*SET TASK*:
Copy each of the following records word for word, changing nothing.

*PROVIDED INFORMATION*:
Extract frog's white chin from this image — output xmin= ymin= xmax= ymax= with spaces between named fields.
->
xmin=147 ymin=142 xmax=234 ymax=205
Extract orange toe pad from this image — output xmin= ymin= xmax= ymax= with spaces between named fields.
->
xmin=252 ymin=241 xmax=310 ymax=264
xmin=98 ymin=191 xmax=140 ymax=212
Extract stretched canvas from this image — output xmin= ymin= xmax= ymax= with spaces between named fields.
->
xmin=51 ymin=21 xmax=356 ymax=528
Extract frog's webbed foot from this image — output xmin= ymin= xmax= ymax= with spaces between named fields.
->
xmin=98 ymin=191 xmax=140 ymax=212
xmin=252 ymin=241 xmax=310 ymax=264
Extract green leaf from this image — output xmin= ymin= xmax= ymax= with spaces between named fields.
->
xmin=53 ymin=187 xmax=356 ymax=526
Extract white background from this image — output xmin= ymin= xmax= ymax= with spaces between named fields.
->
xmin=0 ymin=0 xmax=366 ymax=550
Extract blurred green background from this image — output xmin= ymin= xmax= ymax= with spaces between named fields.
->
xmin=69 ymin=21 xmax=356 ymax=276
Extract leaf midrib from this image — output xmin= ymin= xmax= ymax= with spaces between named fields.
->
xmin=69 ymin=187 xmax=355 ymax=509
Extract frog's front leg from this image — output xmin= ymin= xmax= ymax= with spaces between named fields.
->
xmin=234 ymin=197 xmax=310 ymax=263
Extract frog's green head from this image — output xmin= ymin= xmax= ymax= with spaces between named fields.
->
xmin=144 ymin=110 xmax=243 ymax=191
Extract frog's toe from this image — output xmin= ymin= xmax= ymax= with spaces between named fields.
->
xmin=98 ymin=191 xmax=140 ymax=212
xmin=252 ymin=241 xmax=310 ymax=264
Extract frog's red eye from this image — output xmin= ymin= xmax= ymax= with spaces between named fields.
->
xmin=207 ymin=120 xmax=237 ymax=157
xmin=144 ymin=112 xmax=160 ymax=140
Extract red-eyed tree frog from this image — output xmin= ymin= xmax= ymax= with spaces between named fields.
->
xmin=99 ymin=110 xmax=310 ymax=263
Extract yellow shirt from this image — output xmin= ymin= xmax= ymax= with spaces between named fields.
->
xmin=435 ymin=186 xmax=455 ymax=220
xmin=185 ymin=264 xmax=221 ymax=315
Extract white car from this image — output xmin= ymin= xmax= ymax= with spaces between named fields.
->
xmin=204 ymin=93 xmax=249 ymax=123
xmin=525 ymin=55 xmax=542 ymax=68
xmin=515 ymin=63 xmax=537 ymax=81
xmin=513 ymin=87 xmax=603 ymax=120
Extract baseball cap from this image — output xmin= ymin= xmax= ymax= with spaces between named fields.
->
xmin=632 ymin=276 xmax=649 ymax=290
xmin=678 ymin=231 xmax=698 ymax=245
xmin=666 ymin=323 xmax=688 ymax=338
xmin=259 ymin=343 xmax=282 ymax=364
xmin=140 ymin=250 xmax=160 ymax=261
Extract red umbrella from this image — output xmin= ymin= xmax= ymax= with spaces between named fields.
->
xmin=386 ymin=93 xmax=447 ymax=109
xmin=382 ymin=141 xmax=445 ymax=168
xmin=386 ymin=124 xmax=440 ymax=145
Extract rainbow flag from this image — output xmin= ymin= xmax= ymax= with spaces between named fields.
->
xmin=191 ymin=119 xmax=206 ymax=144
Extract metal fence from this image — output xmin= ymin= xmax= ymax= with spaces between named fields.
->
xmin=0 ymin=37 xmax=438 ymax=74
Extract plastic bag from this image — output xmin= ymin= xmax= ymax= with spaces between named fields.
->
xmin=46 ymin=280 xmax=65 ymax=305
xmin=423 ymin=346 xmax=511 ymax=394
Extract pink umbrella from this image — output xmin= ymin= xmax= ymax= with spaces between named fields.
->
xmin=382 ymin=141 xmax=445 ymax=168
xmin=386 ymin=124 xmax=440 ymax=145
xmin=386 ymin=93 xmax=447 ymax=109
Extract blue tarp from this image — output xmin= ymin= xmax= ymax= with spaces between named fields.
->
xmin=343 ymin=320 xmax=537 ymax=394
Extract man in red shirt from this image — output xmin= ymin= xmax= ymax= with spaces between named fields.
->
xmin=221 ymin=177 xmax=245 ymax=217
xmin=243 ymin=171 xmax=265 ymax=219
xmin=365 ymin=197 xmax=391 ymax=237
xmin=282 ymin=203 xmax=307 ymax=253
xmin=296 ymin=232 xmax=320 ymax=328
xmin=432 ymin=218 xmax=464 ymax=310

*OUTPUT BELOW*:
Extract frog's white chin from this image — output xmin= ymin= xmax= ymax= with spaces between named fields.
->
xmin=147 ymin=142 xmax=234 ymax=205
Extract orange toe pad from this image — output xmin= ymin= xmax= ymax= with spaces between named fields.
->
xmin=252 ymin=241 xmax=310 ymax=264
xmin=98 ymin=191 xmax=140 ymax=212
Extract stretched canvas from this image — output xmin= ymin= xmax= ymax= with spaces between named fields.
->
xmin=51 ymin=21 xmax=356 ymax=528
Extract frog's webbed foot from this image — output xmin= ymin= xmax= ymax= with spaces between named fields.
->
xmin=98 ymin=191 xmax=140 ymax=212
xmin=252 ymin=241 xmax=310 ymax=264
Extract green leaf from this image — output xmin= ymin= xmax= ymax= with spaces between named fields.
->
xmin=53 ymin=187 xmax=356 ymax=526
Extract white background from this image — output xmin= ymin= xmax= ymax= with spaces between named fields.
->
xmin=0 ymin=0 xmax=366 ymax=550
Extract blurred green background from this image — output xmin= ymin= xmax= ymax= with spaces between named fields.
->
xmin=69 ymin=21 xmax=356 ymax=276
Extract leaf midrib from this image — output xmin= ymin= xmax= ymax= with spaces between named fields.
->
xmin=69 ymin=187 xmax=355 ymax=509
Extract frog's front leg from this image — output xmin= ymin= xmax= ymax= with spaces between named fields.
->
xmin=234 ymin=197 xmax=310 ymax=263
Extract frog's green head from this image — output xmin= ymin= xmax= ymax= with spaces between named fields.
->
xmin=144 ymin=110 xmax=243 ymax=191
Extract frog's toe from this image — output xmin= ymin= xmax= ymax= with spaces between named fields.
->
xmin=98 ymin=191 xmax=140 ymax=212
xmin=252 ymin=241 xmax=310 ymax=264
Extract frog's red eye from this image — output xmin= ymin= xmax= ymax= with spaces between named fields.
->
xmin=207 ymin=120 xmax=237 ymax=157
xmin=144 ymin=112 xmax=160 ymax=140
Extract red-eyed tree frog from this image — output xmin= ymin= xmax= ymax= with spaces between named fields.
->
xmin=99 ymin=110 xmax=310 ymax=263
Extract yellow shirt from this image — output xmin= ymin= xmax= ymax= with spaces between named fields.
->
xmin=435 ymin=186 xmax=455 ymax=220
xmin=185 ymin=264 xmax=221 ymax=315
Extract white car from this image — output xmin= ymin= xmax= ymax= with spaces between named fields.
->
xmin=204 ymin=93 xmax=249 ymax=123
xmin=525 ymin=55 xmax=542 ymax=68
xmin=515 ymin=63 xmax=537 ymax=81
xmin=513 ymin=87 xmax=603 ymax=120
Extract baseball cap from this image — output xmin= ymin= xmax= ymax= with spaces between named fields.
->
xmin=632 ymin=276 xmax=649 ymax=290
xmin=678 ymin=231 xmax=698 ymax=245
xmin=666 ymin=323 xmax=688 ymax=338
xmin=259 ymin=343 xmax=282 ymax=364
xmin=140 ymin=250 xmax=160 ymax=261
Extract red umbrella from this image — output xmin= ymin= xmax= ymax= with spaces between named fields.
->
xmin=386 ymin=93 xmax=447 ymax=109
xmin=382 ymin=141 xmax=445 ymax=168
xmin=386 ymin=124 xmax=440 ymax=145
Extract rainbow flag from this image — output xmin= ymin= xmax= ymax= with spaces between named fields.
->
xmin=191 ymin=119 xmax=206 ymax=144
Extract metal fence from this image — output xmin= ymin= xmax= ymax= with spaces between named fields.
->
xmin=0 ymin=37 xmax=438 ymax=74
Extract plastic bag from this image — output xmin= ymin= xmax= ymax= with spaces between named fields.
->
xmin=46 ymin=280 xmax=65 ymax=305
xmin=423 ymin=346 xmax=511 ymax=394
Extract pink umbrella from this image — output xmin= ymin= xmax= ymax= with spaces between named fields.
->
xmin=382 ymin=141 xmax=445 ymax=168
xmin=386 ymin=124 xmax=440 ymax=145
xmin=386 ymin=93 xmax=447 ymax=109
Extract blue tarp from this image — output xmin= ymin= xmax= ymax= with spaces between named fields.
->
xmin=343 ymin=320 xmax=537 ymax=394
Extract man in red shirt from this image — output xmin= ymin= xmax= ymax= with spaces between named fields.
->
xmin=221 ymin=177 xmax=245 ymax=217
xmin=243 ymin=171 xmax=265 ymax=219
xmin=365 ymin=197 xmax=391 ymax=237
xmin=282 ymin=203 xmax=307 ymax=253
xmin=296 ymin=232 xmax=320 ymax=328
xmin=432 ymin=218 xmax=464 ymax=310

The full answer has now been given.